Dataset entries.
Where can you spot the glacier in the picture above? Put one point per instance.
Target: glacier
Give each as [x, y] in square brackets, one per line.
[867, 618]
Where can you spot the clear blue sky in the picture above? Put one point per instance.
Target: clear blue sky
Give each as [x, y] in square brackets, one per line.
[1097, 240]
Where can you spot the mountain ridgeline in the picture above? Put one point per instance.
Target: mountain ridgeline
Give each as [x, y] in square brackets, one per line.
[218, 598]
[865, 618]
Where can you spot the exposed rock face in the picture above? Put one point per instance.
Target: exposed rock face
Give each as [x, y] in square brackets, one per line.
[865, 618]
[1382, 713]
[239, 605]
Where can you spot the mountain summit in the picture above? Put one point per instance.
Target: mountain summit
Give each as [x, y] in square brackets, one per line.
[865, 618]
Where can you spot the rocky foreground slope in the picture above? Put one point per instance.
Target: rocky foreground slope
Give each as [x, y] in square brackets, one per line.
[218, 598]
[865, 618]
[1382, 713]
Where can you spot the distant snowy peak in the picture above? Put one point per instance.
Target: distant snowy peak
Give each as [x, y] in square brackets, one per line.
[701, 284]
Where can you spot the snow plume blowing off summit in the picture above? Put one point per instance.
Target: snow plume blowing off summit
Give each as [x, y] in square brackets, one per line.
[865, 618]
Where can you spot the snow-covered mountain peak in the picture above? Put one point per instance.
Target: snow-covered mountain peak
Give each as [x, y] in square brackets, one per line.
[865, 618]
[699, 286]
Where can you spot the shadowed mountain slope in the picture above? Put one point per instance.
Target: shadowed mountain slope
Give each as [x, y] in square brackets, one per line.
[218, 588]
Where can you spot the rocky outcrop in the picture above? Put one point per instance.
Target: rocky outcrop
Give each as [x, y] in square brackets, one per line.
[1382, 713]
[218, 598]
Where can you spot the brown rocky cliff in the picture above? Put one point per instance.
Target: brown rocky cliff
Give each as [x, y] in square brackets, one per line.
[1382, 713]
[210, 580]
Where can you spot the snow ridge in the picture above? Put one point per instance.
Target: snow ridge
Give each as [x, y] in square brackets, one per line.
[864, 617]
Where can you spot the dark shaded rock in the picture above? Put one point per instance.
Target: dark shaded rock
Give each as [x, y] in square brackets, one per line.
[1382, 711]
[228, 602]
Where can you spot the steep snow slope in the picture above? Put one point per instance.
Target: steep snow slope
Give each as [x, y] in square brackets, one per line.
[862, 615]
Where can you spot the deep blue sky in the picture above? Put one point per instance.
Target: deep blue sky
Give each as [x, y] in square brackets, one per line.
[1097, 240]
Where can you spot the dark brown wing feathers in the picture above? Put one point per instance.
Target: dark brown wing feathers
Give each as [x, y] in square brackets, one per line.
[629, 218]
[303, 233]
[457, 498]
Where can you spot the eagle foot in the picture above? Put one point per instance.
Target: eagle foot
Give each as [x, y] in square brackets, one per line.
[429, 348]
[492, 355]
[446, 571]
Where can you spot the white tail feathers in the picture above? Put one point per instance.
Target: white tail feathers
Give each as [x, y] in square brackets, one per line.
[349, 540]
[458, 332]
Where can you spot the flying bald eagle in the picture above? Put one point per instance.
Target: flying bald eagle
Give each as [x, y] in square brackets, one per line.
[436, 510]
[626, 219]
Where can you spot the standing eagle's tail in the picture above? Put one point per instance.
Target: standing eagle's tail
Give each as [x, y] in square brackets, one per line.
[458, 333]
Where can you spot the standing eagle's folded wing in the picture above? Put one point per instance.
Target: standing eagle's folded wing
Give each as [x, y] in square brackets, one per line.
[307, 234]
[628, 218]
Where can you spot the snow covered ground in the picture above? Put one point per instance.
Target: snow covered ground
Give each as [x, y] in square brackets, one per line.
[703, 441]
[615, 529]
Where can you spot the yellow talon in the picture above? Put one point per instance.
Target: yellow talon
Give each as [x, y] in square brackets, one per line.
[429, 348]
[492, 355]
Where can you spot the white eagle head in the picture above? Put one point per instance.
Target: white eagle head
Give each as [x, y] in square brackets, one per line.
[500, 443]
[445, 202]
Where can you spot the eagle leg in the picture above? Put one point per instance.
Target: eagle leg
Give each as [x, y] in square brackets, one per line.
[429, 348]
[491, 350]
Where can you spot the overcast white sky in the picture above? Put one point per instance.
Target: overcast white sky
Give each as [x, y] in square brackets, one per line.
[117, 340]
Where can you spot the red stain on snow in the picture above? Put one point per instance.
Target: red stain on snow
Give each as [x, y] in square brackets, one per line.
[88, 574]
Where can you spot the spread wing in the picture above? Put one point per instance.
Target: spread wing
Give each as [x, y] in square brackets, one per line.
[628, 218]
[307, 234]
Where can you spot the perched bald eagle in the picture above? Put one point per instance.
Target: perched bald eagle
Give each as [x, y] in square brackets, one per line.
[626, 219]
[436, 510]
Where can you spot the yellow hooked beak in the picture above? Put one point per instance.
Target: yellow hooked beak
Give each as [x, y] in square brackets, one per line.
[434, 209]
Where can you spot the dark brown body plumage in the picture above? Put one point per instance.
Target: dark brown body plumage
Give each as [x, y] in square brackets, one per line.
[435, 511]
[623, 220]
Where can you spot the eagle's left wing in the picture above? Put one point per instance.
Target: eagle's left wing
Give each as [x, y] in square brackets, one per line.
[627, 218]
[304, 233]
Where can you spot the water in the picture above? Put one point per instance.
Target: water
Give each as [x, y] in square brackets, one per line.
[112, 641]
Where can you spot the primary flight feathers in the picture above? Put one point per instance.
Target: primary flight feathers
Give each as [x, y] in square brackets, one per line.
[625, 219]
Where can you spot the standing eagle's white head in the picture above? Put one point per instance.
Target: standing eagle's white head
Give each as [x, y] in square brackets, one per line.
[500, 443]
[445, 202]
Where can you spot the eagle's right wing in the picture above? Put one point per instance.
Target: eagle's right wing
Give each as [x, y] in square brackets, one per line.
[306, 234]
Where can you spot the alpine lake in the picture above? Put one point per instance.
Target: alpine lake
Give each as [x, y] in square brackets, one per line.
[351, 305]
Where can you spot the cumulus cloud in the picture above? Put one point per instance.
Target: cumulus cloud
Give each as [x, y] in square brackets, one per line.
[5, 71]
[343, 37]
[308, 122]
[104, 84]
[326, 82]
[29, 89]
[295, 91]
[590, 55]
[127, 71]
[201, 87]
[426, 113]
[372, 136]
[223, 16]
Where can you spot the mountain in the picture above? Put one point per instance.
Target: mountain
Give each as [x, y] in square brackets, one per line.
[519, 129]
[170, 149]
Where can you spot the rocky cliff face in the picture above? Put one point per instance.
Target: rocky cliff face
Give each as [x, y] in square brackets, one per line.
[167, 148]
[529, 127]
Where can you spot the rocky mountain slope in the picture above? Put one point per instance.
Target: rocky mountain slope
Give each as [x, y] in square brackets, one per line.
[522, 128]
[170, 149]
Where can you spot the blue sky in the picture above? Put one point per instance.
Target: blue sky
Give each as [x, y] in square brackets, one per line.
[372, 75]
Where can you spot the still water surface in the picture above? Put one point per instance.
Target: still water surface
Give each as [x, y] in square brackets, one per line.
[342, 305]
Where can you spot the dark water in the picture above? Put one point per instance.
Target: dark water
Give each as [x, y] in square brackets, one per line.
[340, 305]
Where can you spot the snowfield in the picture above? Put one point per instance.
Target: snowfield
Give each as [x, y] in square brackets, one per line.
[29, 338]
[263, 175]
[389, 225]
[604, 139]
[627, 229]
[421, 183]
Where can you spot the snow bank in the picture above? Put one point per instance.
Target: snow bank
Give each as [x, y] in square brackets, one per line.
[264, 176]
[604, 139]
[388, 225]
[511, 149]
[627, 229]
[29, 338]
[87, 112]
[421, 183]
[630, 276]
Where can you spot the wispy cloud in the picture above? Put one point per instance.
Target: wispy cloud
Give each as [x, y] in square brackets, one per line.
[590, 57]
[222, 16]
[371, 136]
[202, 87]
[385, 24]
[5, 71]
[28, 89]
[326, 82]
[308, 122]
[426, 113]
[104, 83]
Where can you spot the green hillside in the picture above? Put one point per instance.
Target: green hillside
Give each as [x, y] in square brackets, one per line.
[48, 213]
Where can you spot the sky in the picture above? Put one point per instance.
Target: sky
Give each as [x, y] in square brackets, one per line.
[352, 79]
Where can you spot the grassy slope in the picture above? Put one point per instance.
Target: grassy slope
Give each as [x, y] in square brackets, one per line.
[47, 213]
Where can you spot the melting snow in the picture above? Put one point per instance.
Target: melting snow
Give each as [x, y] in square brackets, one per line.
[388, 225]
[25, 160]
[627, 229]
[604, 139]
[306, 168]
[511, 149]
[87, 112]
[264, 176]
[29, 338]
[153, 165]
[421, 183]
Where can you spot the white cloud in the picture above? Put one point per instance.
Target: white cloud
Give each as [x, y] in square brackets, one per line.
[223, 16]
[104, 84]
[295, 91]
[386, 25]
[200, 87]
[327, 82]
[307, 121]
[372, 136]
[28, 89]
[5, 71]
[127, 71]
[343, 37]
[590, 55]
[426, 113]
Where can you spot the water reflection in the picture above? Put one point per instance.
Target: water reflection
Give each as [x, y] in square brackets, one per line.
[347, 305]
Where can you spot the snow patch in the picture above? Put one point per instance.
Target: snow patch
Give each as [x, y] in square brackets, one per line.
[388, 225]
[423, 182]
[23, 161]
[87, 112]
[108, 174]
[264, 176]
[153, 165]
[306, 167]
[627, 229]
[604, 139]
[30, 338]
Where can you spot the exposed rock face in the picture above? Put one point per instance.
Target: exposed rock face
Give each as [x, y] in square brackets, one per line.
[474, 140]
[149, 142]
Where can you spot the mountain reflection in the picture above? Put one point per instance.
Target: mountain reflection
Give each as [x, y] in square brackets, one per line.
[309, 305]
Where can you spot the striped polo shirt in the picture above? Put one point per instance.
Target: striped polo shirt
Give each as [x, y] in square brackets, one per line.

Goal.
Reproduce every line of the material, requests included, starting at the line containing "Where can you spot the mountain reflection" and ending with the final line of the material. In the answers, multiply each coordinate by 2.2 and round it to the nearest whole number, rounding halves up.

Finished answer.
Where can you spot the mountain reflection in the picture above? Put one point per instance.
Target: mountain reflection
Give each as [x, y] in square brackets, one per line.
[680, 671]
Where can you spot the striped polo shirt in the picture above? Put one point per instance.
Target: striped polo shirt
Give each as [x, y] in square brackets, one per line.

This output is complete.